▸ **GIVEN INSTRUCTION A**
Turn the stretch of the records from their start through the line that contains "Kindly return your" into a JSON list of strings, one string per line, with blank lines left out. Include only those lines.

▸ **SOURCE EXTRACT**
━━━
Given an algebraic curve $X$ over $\mathbb{C}$, i.e. a Riemann surface and a fixed set of pairs of points $S=\{(p_1,q_1),...,(p_1,q_1)\}$ is there an algebraic curve Y, possibly singular, and a map $f: X \to Y$ such that

  1. $f$ has degree 2.
  2. $f$ send pairs of points $(p_i,q_i)$ to the same point $y=f(p_i)=f(q_i)$ for all $i$.

We can look at the function field of $X$, say $k(X)$ which if I'm not mistaken looks like a finite extension of $\mathbb{C}(t)$, so $k(X)=\mathbb{C}(t)[X]/f(X)$. If one finds an index two subfield this will yield a map $X\to Y$ using the smoothness of $X$ of degree 2. One idea would be to take $\mathbb{C}(t)[X^2]/f(X)$ but I'm not sure this is correct. In any case this does not allow one to describe the image of pairs of points since the map is determined birationally.
━━━
▸ **MATERIAL FOR THE TASK**

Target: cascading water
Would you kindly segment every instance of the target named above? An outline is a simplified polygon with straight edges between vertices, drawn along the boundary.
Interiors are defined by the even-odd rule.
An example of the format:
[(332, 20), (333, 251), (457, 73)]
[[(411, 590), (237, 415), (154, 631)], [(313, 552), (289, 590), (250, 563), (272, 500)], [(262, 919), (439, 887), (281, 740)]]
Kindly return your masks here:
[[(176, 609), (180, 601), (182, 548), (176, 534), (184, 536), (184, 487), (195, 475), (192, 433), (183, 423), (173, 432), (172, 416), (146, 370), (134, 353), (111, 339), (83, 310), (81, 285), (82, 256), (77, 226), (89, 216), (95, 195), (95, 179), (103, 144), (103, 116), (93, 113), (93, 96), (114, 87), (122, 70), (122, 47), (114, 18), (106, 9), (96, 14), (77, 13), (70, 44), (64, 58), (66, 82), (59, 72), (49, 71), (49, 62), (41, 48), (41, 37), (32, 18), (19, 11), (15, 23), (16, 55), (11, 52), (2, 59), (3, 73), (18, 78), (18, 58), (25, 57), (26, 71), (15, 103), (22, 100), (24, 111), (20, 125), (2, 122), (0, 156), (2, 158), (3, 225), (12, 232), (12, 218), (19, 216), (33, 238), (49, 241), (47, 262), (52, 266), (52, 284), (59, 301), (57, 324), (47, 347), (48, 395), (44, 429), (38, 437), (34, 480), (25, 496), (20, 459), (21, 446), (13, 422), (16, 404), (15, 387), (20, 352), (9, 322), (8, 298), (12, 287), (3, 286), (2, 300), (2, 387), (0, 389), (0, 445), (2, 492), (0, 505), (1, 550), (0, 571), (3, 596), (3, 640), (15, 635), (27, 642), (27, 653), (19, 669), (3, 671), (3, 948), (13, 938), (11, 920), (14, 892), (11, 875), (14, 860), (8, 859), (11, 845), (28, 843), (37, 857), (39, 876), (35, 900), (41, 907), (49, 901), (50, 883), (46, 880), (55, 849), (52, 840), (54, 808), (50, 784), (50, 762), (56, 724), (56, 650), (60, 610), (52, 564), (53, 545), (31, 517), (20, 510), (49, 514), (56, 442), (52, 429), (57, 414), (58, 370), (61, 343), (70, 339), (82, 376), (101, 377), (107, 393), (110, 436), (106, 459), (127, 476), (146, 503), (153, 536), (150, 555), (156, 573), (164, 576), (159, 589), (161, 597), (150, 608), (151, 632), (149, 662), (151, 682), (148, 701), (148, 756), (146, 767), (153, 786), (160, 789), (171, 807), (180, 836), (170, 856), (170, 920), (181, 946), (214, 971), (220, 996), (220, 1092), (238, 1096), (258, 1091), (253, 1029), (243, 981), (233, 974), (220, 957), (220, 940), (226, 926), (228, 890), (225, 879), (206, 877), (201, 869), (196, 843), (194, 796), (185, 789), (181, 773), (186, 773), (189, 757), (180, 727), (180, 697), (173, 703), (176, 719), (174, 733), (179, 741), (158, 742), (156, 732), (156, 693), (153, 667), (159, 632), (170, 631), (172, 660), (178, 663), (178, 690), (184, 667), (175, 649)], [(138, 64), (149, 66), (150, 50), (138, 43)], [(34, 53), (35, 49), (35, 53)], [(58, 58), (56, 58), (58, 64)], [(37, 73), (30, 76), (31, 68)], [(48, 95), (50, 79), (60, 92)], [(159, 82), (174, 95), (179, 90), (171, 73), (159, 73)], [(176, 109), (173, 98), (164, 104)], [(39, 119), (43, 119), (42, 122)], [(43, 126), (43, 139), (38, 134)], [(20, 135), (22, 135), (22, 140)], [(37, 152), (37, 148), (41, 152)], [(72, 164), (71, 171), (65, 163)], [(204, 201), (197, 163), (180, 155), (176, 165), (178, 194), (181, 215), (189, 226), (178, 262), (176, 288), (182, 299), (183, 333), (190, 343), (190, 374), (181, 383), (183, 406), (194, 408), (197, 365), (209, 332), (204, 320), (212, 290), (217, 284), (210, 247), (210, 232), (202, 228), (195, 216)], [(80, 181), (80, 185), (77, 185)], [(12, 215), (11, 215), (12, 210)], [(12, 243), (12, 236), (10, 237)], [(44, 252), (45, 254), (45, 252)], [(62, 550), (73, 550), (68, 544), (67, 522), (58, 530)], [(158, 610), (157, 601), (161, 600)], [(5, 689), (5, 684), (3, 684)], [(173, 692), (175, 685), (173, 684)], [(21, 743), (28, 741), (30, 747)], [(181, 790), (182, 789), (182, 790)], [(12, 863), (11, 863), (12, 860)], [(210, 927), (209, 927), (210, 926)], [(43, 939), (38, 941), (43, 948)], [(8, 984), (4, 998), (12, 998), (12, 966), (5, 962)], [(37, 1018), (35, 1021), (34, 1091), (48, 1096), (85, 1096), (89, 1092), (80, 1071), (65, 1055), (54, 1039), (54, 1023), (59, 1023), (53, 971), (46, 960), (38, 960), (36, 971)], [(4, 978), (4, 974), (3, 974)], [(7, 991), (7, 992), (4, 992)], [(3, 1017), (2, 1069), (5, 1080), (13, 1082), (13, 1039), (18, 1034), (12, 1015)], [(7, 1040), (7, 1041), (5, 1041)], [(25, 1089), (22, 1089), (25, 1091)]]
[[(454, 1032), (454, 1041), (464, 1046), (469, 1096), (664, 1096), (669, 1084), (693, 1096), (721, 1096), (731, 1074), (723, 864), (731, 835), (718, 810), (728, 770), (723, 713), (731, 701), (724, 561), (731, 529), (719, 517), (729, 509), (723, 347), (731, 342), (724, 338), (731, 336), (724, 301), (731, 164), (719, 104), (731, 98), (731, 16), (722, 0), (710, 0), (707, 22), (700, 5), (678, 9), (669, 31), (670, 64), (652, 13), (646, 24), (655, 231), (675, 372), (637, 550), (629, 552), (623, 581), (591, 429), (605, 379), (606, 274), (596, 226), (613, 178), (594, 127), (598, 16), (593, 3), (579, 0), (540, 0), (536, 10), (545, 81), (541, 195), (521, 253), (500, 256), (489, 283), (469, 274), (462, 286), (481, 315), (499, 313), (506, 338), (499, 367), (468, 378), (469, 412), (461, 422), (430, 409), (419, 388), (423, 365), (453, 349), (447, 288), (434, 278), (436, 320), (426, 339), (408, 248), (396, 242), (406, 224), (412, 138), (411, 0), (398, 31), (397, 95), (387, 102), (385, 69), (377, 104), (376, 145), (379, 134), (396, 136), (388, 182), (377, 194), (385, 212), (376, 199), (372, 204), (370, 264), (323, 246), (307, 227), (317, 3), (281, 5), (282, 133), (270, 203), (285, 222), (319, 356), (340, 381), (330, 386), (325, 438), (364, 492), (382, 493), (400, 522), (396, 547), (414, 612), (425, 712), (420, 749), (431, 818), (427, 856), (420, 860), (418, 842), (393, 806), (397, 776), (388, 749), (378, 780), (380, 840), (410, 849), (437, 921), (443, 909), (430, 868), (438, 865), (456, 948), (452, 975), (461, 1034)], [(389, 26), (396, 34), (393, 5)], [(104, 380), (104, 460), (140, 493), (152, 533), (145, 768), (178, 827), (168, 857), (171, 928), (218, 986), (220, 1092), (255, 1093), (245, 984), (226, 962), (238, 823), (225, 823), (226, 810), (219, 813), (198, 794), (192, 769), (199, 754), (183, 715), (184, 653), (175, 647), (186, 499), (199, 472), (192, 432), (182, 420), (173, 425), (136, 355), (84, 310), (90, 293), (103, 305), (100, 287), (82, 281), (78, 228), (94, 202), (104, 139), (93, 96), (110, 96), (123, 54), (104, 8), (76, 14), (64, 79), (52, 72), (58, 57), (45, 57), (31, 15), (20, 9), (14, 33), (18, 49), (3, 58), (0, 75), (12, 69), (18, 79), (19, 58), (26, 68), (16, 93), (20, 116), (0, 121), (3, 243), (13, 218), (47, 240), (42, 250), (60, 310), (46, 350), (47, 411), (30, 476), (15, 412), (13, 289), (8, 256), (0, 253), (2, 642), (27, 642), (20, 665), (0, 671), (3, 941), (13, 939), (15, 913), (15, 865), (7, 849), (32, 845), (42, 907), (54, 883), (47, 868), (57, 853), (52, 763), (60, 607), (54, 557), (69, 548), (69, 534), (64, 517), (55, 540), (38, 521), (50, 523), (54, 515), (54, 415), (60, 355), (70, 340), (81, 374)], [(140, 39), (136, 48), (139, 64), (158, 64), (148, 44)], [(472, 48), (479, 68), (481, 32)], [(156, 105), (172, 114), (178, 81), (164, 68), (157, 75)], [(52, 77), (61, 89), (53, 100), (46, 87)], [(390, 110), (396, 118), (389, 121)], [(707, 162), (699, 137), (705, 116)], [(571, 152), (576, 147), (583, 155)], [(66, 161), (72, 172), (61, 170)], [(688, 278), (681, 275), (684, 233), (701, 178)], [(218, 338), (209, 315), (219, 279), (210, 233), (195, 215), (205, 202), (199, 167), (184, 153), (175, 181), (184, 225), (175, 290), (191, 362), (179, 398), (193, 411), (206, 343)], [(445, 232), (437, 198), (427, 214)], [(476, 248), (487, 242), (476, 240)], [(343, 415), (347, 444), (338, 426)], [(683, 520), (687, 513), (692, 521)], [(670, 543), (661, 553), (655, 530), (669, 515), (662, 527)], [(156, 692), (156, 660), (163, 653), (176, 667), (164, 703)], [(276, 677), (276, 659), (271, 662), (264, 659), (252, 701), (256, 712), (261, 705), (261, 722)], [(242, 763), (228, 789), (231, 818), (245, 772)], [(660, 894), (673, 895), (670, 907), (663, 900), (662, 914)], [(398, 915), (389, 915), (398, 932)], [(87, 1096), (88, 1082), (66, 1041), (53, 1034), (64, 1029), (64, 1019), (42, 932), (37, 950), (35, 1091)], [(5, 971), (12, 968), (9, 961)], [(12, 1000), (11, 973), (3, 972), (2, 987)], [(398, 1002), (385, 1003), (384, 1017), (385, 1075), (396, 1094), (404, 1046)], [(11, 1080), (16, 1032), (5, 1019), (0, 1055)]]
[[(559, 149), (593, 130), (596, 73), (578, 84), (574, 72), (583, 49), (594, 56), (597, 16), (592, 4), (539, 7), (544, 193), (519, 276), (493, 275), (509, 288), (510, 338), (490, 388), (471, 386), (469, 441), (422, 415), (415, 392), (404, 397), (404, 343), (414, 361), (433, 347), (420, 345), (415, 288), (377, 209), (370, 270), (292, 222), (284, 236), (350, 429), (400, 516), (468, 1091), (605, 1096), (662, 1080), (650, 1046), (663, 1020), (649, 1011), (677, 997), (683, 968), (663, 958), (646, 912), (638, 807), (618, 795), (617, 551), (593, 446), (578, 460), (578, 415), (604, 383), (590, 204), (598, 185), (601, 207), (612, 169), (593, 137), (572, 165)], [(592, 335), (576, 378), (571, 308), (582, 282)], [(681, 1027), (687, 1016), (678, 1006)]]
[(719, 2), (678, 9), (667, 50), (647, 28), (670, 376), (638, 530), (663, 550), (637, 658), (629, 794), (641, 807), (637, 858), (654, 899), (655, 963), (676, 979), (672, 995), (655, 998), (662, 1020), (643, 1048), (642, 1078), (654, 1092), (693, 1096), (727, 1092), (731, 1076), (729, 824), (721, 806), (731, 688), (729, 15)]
━━━
▸ **GIVEN INSTRUCTION B**
Carry on the question about degree-two maps of algebraic curves from where it stops.

▸ **RESPONSE A**
[
  "Target: cascading water",
  "Would you kindly segment every instance of the target named above? An outline is a simplified polygon with straight edges between vertices, drawn along the boundary.",
  "Interiors are defined by the even-odd rule.",
  "An example of the format:",
  "[(332, 20), (333, 251), (457, 73)]",
  "[[(411, 590), (237, 415), (154, 631)], [(313, 552), (289, 590), (250, 563), (272, 500)], [(262, 919), (439, 887), (281, 740)]]",
  "Kindly return your masks here:"
]

▸ **RESPONSE B**
  • 3
    $\begingroup$ There are many ways of seeing this is false. The quickest is to show that for a general curve $X$ of large enough genus, the group of automorphisms is trivial (though this result is non-trivial). Giving a double cover as yours would imply there is a non-trivial involution. $\endgroup$ – Mohan Nov 13 '15 at 20:56
  • $\begingroup$ @Mohan What theorem are you referring to? I'd imagine you are talking about some variation of Hurwitz's automorphisms theorem for general curves. $\endgroup$ – Lee Wang Nov 14 '15 at 9:24

Here is an argument for say genus 3 curves. The dimension of the moduli spaceof genus 3 curves is 6 (=$3g-3$). If such an $X$ maps two to one onto a curve $Y$, then by Riemann-Hurwitz, $g(Y)<3$. If $g(Y)=2$, then again RH says the map has to be etale and thus determined by a genus 2 curve and a 2-torsion line bundle. Since 2-torsion line bundles are finite, the dimension of all these can at most be 4, which is the dimension of the moduli space of genus 2 curves. If $g(Y)=1$, then the map is ramified at 4 points and thus the dimension of such $X$ can be at most the dimension of moduli space of genus 1 curves plus 4, which is 5. Finally, if $g(Y)=0$, then $X$ is hyperelliptic and general curve of genus 3 is not hyperelliptic. Thus a general genus 3 curve can not map 2-1 onto a curve.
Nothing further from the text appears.